Only the lines from the beginning of the listing below through the line with "like [38, 165]." belong in the answer; please print them exactly and drop the pictures.

*** Supplied material ***

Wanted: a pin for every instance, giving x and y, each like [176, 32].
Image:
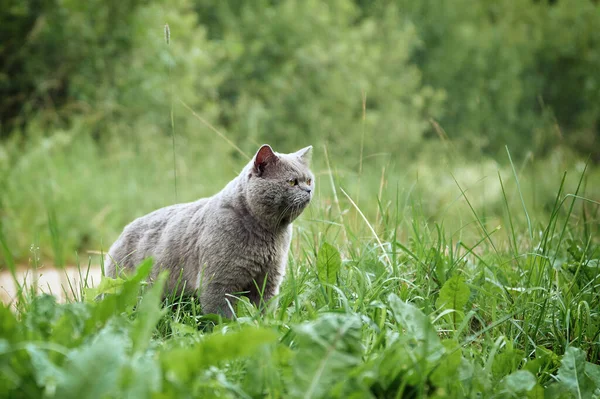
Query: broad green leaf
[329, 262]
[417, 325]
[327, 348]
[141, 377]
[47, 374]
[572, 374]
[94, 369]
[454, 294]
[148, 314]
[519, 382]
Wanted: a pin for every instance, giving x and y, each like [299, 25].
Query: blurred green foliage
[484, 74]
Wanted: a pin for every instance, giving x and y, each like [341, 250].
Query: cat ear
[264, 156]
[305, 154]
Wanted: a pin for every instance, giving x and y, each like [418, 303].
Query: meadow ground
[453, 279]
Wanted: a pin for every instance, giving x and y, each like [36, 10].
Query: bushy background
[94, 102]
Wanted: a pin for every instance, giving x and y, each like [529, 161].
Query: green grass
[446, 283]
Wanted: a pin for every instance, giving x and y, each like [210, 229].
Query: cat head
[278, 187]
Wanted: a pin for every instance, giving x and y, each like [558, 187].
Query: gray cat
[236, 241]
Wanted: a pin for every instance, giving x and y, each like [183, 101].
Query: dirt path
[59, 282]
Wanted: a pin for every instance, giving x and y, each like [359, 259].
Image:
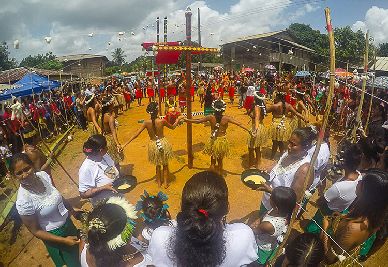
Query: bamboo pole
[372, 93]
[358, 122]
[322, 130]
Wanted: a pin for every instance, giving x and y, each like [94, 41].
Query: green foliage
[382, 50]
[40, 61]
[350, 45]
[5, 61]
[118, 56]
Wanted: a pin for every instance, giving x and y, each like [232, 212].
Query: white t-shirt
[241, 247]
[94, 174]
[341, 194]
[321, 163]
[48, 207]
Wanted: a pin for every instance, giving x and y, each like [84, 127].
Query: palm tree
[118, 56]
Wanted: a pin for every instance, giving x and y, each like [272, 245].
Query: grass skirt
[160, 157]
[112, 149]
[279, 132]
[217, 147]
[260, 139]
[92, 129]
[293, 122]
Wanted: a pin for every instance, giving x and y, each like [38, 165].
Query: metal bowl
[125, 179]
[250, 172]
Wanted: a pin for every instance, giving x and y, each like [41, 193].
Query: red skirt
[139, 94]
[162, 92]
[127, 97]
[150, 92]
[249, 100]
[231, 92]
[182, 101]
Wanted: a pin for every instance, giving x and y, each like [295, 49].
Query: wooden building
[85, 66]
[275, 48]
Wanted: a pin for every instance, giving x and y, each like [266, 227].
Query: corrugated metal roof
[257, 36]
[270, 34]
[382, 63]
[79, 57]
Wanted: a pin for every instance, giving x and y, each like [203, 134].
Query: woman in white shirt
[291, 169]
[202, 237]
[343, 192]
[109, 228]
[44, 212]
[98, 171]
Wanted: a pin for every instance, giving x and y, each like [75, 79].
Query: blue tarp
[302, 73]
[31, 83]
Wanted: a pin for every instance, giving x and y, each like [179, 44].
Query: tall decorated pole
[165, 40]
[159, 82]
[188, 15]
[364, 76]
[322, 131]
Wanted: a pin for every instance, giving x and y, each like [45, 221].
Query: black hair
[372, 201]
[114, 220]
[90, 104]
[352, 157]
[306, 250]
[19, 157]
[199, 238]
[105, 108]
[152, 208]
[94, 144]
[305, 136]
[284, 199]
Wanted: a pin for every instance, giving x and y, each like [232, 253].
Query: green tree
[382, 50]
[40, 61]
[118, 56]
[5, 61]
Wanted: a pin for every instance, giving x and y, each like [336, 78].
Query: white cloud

***

_Task output_
Wanted: a pin for every instance, giving x and y, each like [176, 32].
Image:
Query: broad green leaf
[329, 262]
[417, 325]
[327, 348]
[141, 377]
[47, 374]
[572, 374]
[94, 369]
[454, 294]
[148, 314]
[519, 382]
Wanted: a pin for every instance, giving x and y, each like [299, 25].
Query: blurred green foliage
[484, 74]
Wanted: a pin for every instance, giving x and y, each like [341, 250].
Query: cat ear
[264, 156]
[305, 154]
Wanted: a pin for every instance, giving x and y, each like [418, 303].
Query: meadow ground
[453, 279]
Wanted: a pin for every instance, giving x and y, each like [36, 10].
Query: bushy background
[94, 102]
Wanted: a pin for every instance, giving x and y, each like [529, 161].
Query: green grass
[446, 283]
Wanted: a pin for every instance, giving x and y, each like [210, 229].
Query: cat head
[278, 187]
Wanted: a pin for every instance, giving x and y, each like [558, 187].
Query: gray cat
[236, 241]
Wanted: a pin for every instance, giving x and y, each like [183, 101].
Query: dirt path
[59, 282]
Wanted: a pin for every instance, giving x and y, each like [359, 259].
Image:
Query: bamboo pole
[372, 93]
[358, 122]
[322, 130]
Wanted: a pin for every instance, giving x and y, each like [94, 41].
Query: green foliage
[382, 50]
[40, 61]
[350, 45]
[5, 61]
[118, 56]
Wanted: a pin for every instance, giving x and y, each like [232, 212].
Query: white t-shirt
[241, 247]
[94, 174]
[341, 194]
[321, 163]
[48, 207]
Wanted: a pin for every instance, giving x and y, each like [84, 127].
Query: palm tree
[118, 56]
Wanted: a pin for every instance, giving x and y, each like [272, 245].
Query: grass skirt
[160, 157]
[112, 149]
[279, 132]
[217, 147]
[260, 139]
[92, 129]
[293, 122]
Wanted: a pin for every instance, giving x and y, each like [38, 165].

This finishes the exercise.